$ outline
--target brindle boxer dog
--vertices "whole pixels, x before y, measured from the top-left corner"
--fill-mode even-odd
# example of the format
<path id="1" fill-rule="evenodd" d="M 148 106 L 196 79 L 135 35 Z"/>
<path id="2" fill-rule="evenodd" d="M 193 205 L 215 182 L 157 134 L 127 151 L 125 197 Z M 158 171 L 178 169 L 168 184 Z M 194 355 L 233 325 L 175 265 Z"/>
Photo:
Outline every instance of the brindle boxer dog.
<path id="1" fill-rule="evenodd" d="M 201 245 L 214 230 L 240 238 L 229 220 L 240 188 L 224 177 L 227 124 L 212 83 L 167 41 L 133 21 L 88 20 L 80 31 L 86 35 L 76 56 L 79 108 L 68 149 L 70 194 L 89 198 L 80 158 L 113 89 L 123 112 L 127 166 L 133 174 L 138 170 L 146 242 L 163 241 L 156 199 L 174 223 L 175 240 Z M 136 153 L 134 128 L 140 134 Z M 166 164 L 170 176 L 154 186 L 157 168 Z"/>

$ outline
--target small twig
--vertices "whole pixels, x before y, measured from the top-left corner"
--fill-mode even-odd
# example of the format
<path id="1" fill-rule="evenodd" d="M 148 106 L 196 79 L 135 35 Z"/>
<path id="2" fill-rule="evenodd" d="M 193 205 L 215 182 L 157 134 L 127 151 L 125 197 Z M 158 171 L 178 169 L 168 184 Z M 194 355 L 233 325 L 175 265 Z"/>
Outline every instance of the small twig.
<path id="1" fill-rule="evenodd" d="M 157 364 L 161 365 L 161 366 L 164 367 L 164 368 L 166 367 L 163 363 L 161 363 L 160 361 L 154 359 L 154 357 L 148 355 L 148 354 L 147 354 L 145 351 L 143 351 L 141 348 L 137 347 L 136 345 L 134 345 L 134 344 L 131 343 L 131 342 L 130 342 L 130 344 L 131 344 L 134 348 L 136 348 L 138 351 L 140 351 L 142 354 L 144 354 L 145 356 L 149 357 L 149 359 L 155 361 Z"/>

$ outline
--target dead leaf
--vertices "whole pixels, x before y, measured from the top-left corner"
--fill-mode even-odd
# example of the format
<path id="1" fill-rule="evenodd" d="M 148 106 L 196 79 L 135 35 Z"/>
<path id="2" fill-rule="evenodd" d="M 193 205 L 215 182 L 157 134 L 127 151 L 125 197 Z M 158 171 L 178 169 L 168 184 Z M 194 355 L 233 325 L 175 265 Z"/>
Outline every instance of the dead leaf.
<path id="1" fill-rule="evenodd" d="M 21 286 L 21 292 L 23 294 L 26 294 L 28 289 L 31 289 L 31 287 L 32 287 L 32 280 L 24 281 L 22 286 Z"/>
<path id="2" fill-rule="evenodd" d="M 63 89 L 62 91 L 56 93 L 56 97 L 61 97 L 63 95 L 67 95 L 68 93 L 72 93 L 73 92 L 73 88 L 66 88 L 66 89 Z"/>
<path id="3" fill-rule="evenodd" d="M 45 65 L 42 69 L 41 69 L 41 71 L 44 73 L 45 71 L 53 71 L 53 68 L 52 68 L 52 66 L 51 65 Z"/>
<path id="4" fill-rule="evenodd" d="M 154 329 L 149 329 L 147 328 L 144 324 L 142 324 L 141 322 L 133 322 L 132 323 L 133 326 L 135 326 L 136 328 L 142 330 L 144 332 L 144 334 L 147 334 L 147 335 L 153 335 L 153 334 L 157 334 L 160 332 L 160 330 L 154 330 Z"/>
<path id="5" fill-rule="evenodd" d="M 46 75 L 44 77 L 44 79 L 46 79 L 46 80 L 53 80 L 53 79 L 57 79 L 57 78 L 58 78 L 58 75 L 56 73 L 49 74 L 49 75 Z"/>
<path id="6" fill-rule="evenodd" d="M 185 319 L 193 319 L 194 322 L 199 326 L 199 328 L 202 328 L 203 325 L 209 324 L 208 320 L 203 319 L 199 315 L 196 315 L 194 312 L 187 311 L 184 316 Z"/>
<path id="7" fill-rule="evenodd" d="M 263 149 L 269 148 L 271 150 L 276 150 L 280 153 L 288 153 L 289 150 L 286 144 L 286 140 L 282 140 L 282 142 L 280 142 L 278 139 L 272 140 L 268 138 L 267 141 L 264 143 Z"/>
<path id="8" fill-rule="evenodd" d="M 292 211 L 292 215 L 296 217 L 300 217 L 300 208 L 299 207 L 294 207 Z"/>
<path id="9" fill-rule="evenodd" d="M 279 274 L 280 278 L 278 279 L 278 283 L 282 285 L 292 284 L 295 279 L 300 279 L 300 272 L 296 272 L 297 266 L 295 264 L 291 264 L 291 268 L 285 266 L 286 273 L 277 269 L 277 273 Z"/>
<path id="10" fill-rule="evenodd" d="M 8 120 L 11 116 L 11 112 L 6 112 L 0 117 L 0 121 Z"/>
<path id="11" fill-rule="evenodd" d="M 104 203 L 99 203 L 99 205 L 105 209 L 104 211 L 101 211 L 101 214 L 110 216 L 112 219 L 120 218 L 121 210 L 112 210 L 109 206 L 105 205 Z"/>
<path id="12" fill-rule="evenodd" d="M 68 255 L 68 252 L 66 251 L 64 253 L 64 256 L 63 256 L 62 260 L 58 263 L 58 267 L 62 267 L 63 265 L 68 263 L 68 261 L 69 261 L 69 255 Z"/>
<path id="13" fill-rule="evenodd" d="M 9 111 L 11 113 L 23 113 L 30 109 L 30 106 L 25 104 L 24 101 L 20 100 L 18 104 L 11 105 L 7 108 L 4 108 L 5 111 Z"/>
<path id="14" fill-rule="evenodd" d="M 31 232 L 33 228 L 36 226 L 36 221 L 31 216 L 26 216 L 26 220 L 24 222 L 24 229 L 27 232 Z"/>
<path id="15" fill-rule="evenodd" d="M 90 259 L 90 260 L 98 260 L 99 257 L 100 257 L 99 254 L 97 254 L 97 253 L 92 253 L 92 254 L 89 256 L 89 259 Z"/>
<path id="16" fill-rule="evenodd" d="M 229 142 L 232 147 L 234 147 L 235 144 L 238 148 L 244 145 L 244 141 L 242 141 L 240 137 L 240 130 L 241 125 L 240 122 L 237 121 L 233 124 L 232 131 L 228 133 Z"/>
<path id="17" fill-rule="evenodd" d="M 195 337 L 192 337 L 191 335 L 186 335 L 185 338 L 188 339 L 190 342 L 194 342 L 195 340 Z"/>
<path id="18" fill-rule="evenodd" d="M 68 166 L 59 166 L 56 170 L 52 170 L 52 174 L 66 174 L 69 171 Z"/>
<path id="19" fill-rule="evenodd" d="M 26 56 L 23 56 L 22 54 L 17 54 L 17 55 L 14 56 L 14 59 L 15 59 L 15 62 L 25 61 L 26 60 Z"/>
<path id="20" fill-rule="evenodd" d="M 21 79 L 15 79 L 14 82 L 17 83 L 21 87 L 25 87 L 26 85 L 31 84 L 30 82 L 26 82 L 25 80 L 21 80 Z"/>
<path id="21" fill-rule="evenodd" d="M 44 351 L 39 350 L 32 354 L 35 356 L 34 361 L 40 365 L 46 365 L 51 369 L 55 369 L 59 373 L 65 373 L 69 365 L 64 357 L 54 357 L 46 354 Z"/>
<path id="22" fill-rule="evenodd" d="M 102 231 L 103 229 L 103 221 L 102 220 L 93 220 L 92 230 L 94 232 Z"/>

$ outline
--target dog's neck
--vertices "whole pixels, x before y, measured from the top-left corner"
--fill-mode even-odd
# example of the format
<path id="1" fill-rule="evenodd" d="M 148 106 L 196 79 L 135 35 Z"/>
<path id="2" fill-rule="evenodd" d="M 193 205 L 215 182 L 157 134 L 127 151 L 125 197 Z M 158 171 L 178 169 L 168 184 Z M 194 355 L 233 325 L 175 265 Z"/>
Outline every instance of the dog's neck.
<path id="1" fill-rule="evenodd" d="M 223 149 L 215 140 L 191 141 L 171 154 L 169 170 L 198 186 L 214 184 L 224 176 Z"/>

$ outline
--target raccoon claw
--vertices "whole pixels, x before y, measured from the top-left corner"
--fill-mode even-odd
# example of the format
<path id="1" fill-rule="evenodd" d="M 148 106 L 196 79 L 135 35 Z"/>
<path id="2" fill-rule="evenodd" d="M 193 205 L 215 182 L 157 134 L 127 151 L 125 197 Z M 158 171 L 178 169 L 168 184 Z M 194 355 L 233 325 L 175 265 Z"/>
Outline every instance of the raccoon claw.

□ □ □ □

Count the lines in the rows above that contain the word "instance". Give only the number.

5